● **WRITTEN EXERCISE**:
Copy out the entries below word for word. Start at the line that has "Where can you spot the forest" and stop after the line that has "pixel 947 529", including both.

## BEGIN RECORD LIST

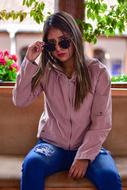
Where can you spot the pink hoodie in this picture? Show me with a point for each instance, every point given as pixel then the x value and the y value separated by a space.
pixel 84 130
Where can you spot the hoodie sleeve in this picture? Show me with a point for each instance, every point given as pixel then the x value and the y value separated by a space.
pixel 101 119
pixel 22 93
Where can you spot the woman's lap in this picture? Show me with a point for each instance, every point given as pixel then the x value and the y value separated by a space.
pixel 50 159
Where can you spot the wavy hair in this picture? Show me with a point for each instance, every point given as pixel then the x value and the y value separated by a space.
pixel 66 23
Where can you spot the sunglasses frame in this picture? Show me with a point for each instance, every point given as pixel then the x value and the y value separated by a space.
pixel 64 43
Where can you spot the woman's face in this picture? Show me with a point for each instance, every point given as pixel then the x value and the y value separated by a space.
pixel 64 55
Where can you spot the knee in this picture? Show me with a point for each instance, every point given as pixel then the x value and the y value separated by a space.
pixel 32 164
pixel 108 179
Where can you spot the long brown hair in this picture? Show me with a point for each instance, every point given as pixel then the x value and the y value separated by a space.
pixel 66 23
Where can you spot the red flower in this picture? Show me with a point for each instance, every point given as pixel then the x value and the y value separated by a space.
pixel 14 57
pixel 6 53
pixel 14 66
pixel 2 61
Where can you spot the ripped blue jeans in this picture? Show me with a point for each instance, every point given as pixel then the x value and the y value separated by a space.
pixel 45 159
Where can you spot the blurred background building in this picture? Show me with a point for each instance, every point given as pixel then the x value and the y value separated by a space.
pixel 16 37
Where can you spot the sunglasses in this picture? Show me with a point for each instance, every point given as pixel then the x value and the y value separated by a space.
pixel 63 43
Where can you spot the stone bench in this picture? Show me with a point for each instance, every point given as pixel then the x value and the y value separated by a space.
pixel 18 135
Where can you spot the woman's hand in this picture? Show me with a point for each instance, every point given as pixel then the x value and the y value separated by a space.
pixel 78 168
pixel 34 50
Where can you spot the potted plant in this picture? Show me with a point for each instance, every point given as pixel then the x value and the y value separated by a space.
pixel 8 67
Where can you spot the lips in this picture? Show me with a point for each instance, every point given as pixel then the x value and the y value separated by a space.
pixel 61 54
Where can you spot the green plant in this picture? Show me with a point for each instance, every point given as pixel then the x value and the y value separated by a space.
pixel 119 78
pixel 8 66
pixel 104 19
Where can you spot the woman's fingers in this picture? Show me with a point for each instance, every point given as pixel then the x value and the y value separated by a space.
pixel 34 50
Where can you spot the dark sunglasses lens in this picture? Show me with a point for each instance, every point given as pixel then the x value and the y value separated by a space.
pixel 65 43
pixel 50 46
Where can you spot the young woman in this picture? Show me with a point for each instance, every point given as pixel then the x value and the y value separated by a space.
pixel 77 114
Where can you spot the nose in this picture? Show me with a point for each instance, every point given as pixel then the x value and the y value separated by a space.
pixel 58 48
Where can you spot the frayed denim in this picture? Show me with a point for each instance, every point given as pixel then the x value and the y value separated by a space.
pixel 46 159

## END RECORD LIST
## BEGIN RECORD LIST

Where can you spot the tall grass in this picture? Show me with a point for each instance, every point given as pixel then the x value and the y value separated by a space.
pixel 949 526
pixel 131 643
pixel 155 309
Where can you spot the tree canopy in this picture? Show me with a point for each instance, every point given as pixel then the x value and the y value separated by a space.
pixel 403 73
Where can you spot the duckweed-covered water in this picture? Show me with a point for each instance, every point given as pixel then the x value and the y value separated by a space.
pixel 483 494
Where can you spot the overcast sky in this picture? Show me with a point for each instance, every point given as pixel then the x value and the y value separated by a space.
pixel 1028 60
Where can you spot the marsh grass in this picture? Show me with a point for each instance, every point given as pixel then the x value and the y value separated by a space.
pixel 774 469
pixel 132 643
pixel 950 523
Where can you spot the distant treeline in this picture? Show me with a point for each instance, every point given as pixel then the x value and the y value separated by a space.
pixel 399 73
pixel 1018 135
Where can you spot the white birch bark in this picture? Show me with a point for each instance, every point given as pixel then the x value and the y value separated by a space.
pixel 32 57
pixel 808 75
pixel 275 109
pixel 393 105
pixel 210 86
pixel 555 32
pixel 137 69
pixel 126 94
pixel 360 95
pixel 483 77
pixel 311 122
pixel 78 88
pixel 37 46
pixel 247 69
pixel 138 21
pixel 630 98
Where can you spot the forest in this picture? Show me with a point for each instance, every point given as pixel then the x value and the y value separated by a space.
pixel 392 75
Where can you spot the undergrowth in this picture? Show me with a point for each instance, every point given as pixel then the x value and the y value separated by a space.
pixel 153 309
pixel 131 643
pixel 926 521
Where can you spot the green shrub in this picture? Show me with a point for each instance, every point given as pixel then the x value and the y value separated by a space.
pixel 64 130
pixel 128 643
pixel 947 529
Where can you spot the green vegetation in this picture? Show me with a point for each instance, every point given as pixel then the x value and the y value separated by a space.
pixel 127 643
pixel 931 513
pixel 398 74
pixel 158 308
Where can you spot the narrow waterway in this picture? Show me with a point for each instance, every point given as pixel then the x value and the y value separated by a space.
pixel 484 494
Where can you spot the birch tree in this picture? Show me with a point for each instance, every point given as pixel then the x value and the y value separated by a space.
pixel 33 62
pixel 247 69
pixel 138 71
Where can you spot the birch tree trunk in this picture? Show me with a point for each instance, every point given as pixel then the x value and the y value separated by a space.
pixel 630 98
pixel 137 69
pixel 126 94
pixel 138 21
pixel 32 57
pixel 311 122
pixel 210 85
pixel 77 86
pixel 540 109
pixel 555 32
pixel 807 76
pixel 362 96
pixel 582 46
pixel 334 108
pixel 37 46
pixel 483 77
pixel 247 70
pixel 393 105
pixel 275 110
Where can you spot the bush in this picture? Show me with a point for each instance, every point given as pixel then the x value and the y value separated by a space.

## END RECORD LIST
## BEGIN RECORD LIST

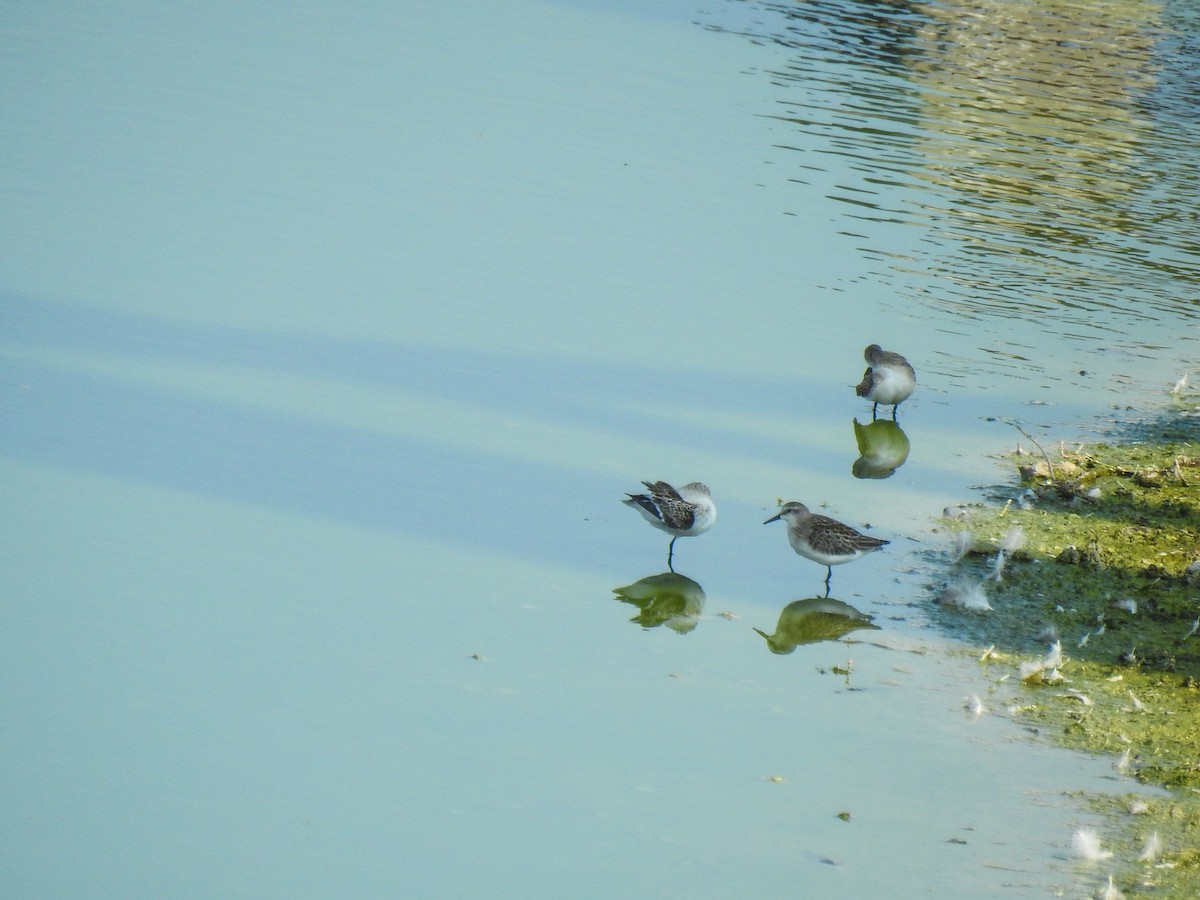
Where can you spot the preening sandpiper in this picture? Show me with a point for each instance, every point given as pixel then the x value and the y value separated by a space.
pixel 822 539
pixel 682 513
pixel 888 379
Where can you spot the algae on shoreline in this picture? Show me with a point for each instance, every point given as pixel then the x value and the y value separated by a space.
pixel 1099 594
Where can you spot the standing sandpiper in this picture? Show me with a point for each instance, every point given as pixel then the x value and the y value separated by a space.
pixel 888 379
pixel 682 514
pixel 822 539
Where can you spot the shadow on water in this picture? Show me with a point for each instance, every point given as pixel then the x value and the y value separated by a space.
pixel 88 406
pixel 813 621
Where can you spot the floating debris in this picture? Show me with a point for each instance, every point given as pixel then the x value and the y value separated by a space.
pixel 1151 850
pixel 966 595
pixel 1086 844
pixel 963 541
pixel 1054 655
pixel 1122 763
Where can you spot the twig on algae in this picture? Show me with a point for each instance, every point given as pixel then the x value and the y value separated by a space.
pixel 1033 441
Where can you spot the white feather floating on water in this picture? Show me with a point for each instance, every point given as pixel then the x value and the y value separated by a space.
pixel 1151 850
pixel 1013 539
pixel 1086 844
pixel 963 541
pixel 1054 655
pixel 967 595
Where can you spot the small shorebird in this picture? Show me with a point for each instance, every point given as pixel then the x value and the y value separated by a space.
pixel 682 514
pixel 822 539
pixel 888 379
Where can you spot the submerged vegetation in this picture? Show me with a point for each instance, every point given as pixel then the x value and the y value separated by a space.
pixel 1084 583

## END RECORD LIST

● **RESULT**:
Where can you spot the forest in this picture? Show me with a point for each instance, every point given as pixel then the x value and the y value separated by a space.
pixel 392 75
Where can you spot the undergrowth in this picture? Show me with a point for each instance, every point given as pixel then the x value and the y value separated by a space.
pixel 153 309
pixel 131 643
pixel 926 521
Where can you spot the green shrub in this picture? Show me with a point for each instance, every point given as pixel then the x value and the y value separated by a space.
pixel 64 130
pixel 128 643
pixel 947 529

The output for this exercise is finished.